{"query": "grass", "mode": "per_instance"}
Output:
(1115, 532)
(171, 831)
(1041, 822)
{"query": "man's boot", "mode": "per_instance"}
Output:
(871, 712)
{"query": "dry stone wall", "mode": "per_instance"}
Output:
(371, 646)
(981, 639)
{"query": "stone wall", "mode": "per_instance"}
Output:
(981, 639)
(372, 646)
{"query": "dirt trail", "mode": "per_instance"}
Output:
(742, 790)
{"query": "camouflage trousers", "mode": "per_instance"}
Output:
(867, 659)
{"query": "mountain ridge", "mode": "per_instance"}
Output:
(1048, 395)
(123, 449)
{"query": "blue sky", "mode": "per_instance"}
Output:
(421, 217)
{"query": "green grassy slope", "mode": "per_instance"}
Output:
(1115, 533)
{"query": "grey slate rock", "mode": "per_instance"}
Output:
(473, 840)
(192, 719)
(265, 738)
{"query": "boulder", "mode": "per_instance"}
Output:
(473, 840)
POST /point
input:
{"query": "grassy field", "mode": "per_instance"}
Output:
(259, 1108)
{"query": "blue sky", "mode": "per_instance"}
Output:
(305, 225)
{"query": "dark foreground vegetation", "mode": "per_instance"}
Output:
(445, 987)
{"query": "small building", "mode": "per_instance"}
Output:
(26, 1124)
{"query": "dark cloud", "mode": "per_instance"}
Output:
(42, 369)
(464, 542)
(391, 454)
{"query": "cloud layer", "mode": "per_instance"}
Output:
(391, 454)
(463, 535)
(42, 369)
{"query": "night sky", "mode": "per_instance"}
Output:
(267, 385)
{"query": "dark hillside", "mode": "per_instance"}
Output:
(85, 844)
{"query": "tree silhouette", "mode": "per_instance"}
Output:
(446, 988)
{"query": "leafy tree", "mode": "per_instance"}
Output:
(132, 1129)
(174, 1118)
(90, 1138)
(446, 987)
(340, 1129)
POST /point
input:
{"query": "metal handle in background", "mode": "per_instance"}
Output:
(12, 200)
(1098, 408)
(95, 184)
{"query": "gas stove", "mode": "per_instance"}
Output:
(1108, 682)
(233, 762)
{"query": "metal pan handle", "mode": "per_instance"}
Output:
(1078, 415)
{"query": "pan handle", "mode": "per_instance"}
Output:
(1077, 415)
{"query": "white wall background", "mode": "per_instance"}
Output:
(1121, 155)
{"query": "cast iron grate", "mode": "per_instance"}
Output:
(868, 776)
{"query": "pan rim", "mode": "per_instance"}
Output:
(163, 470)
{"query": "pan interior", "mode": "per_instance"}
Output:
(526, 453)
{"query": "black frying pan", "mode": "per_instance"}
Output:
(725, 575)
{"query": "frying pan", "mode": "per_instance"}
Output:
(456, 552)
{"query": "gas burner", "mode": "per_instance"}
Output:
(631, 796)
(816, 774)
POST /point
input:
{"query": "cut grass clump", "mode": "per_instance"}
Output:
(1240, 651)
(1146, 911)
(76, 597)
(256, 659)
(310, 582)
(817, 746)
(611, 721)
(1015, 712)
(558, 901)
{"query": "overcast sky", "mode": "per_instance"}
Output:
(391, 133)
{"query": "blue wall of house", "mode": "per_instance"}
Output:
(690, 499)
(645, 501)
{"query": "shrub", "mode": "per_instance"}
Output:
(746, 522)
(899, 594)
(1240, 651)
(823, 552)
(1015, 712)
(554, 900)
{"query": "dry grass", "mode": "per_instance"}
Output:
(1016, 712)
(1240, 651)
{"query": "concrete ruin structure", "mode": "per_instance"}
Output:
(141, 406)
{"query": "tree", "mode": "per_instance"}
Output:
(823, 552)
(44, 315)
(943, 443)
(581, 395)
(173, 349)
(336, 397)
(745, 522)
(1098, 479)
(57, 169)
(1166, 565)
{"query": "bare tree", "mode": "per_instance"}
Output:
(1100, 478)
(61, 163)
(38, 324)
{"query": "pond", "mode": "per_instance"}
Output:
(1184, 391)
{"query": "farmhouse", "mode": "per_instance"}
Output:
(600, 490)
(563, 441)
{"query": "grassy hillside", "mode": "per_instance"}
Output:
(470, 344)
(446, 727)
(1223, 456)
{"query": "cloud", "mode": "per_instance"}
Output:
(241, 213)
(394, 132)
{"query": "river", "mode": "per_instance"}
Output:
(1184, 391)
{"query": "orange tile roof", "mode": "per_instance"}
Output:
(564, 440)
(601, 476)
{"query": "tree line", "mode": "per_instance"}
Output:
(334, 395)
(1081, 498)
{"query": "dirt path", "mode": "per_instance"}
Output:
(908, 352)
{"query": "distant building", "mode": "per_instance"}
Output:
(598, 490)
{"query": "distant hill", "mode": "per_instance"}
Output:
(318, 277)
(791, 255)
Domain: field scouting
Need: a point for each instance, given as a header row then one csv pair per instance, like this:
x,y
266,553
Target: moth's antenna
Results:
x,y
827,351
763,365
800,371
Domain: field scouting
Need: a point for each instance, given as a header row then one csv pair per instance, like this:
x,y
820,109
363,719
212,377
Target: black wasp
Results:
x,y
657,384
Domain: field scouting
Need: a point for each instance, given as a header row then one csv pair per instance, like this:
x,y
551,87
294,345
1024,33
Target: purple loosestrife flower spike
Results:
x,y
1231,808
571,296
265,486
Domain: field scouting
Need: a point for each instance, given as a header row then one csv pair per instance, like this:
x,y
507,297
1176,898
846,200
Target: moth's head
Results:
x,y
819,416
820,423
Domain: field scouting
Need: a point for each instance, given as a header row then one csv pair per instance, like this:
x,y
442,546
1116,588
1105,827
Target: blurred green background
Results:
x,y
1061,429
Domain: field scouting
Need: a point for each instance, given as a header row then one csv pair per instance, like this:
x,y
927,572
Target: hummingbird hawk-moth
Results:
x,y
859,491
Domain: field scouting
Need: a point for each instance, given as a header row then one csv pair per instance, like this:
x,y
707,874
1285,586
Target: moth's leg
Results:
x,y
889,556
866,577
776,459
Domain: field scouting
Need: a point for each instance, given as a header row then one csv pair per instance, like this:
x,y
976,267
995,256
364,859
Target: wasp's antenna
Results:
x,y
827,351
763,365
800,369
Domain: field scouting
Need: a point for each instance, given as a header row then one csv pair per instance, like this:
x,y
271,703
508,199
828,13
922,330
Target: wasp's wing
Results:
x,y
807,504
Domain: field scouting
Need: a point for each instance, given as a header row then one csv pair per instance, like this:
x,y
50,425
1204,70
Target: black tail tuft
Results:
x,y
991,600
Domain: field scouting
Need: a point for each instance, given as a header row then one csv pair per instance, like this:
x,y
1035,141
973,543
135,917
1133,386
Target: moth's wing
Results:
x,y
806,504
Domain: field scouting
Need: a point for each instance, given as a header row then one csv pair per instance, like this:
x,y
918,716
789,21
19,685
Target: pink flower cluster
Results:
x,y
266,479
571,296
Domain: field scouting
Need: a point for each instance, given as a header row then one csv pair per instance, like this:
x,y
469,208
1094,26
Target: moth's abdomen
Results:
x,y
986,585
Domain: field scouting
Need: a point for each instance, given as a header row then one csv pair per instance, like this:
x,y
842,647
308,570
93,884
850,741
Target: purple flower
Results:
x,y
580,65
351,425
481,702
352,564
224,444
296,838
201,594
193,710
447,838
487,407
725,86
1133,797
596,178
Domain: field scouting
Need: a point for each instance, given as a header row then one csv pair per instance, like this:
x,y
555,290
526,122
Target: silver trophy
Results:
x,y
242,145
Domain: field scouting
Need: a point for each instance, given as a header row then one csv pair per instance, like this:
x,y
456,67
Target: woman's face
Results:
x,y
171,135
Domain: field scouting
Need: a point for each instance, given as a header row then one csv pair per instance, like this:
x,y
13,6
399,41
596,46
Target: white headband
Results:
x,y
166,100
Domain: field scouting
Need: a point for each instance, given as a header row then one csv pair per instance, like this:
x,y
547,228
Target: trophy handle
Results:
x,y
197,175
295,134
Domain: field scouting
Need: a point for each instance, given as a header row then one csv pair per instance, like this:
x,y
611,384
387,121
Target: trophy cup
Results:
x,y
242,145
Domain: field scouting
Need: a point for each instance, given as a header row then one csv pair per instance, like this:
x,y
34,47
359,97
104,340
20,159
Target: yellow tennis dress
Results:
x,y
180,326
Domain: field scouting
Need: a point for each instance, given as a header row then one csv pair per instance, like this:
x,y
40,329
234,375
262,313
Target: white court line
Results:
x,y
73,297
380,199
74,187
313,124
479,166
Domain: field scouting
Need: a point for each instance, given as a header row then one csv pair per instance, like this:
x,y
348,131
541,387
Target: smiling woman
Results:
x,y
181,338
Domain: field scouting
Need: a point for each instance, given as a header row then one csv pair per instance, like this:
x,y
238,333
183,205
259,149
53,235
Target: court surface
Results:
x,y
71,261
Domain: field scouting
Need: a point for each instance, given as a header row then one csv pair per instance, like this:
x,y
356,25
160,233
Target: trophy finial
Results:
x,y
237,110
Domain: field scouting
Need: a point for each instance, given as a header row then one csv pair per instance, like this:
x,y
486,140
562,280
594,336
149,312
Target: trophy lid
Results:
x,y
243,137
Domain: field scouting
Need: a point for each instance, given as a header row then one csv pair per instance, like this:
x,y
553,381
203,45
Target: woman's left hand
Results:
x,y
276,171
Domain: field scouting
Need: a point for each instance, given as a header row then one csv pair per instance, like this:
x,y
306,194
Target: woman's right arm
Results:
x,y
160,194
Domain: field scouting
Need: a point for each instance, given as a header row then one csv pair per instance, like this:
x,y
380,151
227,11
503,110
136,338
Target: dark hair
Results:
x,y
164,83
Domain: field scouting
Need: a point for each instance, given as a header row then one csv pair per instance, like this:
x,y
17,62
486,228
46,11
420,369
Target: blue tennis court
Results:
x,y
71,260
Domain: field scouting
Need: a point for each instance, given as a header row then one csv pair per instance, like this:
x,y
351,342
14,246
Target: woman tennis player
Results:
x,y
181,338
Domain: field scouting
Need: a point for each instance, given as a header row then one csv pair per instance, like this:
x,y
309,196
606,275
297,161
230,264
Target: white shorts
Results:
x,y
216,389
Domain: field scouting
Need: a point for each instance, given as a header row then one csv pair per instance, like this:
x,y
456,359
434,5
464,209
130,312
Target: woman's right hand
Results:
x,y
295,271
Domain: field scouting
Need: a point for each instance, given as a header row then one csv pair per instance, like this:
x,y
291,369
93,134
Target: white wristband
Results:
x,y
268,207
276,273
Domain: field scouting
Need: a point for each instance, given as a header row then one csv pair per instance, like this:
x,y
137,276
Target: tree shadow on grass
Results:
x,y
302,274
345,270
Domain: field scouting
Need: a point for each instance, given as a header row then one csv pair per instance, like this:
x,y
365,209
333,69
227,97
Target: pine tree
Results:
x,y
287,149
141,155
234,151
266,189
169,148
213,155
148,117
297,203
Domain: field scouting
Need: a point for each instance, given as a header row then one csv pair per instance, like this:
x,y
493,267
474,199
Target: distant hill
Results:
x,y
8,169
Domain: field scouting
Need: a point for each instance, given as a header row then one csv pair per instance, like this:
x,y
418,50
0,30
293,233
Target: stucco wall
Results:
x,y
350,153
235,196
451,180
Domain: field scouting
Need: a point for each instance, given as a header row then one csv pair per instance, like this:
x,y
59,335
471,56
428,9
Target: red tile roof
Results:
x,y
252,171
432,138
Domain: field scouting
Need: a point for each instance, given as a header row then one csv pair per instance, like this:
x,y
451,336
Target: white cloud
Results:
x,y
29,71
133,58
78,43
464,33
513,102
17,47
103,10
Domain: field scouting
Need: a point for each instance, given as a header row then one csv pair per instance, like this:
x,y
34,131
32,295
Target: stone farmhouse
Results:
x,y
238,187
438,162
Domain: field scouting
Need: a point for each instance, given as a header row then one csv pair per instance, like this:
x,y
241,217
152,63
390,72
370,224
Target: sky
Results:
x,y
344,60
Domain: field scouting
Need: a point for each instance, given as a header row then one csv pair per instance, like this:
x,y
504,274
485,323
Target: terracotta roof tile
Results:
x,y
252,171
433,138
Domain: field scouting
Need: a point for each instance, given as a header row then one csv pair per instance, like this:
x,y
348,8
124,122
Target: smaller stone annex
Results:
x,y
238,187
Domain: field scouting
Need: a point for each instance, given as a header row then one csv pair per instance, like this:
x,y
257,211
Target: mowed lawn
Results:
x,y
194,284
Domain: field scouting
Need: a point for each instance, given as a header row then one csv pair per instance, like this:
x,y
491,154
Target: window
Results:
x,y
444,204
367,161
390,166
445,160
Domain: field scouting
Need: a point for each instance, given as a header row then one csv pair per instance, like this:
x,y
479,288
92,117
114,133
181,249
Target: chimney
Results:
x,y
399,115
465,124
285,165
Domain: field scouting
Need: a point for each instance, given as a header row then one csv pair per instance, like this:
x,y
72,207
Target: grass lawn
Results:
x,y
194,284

━━━━

**EXERCISE OBJECTIVE**
Count the lines in the items above that contain the string "black". Matching is case-sensitive. Reply with the number only.

**TASK OUTPUT**
3